_Exercise text_:
___

Current Exhibitions

The Carl & Marilynn Thoma Art Foundation presents ongoing seasonal rotations of new acquisitions and installations from its collection of global contemporary and historic digital art.
 

“Lorna” by Lynn Herhsman Leeson
On view until October, 2020

Lynn Hershman Leeson, Lorna, 1979-84, interactive DVD installation with living room props
Slip into the world of Lorna, a fictional, middle-aged woman too obsessed with TV to leave her apartment. Sit in Lorna’s chair and use her remote control to choose her fate in an interactive video. Thirty-six user-selected paths lead you through the character’s grim desires and glossy distractions.

Lorna, 1979–84, is regarded as the first interactive video artwork ever created, and was originally produced on laserdisc. This was the most advanced video technology in the early 1980s, which the artist customized beyond its normal functions. A video game of life’s choices, Lorna represents the crossroads we face in our digital era: is technology liberating or alienating?

Lynn Hershman Leeson has been called a “prophet of our cybernetic condition” by the New York Times. Working in San Francisco since the mid-1960s, she developed digital alter-egos like Lorna to investigate how new technologies extend the body and psyche into virtual space. Her high-tech, interactive artworks predicted many of today’s concerns with digital culture including camera surveillance, online identities, artificial intelligence, and gene editing.

___

_Material provided_:
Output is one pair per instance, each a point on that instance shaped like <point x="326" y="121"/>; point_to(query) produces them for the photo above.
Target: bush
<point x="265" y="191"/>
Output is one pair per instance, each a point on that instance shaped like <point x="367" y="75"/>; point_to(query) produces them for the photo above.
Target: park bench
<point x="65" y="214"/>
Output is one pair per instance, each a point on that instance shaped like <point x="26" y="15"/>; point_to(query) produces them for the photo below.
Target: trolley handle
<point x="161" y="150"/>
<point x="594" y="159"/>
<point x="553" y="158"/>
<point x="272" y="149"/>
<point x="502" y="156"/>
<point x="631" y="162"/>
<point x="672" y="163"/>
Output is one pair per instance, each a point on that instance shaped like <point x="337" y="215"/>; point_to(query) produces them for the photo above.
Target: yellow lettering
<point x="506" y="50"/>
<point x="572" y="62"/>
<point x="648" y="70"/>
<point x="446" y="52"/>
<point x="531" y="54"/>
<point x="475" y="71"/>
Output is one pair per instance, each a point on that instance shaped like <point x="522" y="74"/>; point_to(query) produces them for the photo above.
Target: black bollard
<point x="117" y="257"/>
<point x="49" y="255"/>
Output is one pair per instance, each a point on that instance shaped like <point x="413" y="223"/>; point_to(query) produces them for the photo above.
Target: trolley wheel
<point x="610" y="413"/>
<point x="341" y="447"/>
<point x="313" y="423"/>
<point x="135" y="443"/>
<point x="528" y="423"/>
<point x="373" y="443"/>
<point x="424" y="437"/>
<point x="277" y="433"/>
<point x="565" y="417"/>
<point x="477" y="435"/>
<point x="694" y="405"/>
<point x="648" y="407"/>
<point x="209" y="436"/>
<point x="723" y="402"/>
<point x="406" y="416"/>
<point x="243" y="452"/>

___

_Task details_: Write out the passage of the exhibition text between "The Carl & Marilynn" and "historic digital art.", inclusive.

_Task result_:
The Carl & Marilynn Thoma Art Foundation presents ongoing seasonal rotations of new acquisitions and installations from its collection of global contemporary and historic digital art.